[What the task asks]
Write out, from the entries below, exactly the lines that run between the lines holding "For each instance of the bicycle, drop" and "For each instance of the seated", inclusive, and stop there.

[Data]
··········

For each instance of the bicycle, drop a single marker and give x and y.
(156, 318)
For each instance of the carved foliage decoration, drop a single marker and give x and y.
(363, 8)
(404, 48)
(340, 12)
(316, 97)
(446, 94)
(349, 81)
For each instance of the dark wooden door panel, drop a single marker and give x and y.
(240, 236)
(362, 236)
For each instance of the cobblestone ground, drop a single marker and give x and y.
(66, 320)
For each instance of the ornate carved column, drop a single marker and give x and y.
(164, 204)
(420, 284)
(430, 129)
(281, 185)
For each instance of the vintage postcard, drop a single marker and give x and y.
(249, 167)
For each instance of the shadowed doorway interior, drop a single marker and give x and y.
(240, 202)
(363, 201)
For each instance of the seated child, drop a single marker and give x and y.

··········

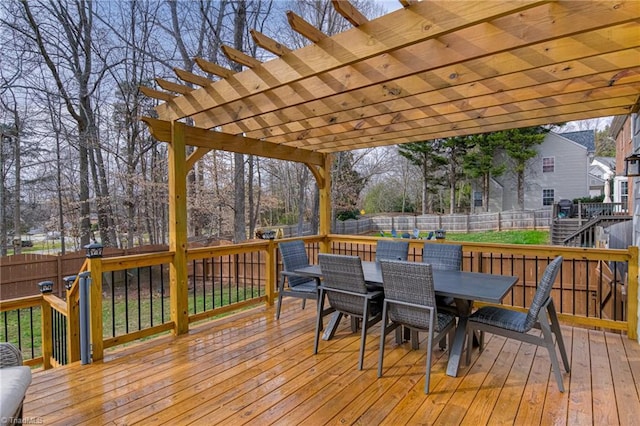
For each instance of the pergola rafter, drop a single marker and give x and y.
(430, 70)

··········

[Reply to the exercise]
For each instance of the bicycle, drop a single marker and give x and y.
(156, 318)
For each instance of the carved foliage decoration, drop a single marker and give x and y.
(363, 8)
(404, 48)
(340, 12)
(316, 97)
(446, 94)
(349, 81)
For each instance of the dark wooden door panel, drop a single marker and give x and y.
(240, 236)
(362, 236)
For each instance of the cobblestone ground, drop a single marker and give x and y.
(66, 320)
For each instance of the ornate carved column, drop a single marker and give x and y.
(164, 204)
(420, 284)
(430, 129)
(281, 185)
For each instance of the vintage postcard, drop a single marker and give x and y.
(249, 167)
For each instance of the shadowed doorway interior, drop a single marker and give x and y.
(240, 202)
(363, 201)
For each instance of the seated child, drop a single marker and give x and y.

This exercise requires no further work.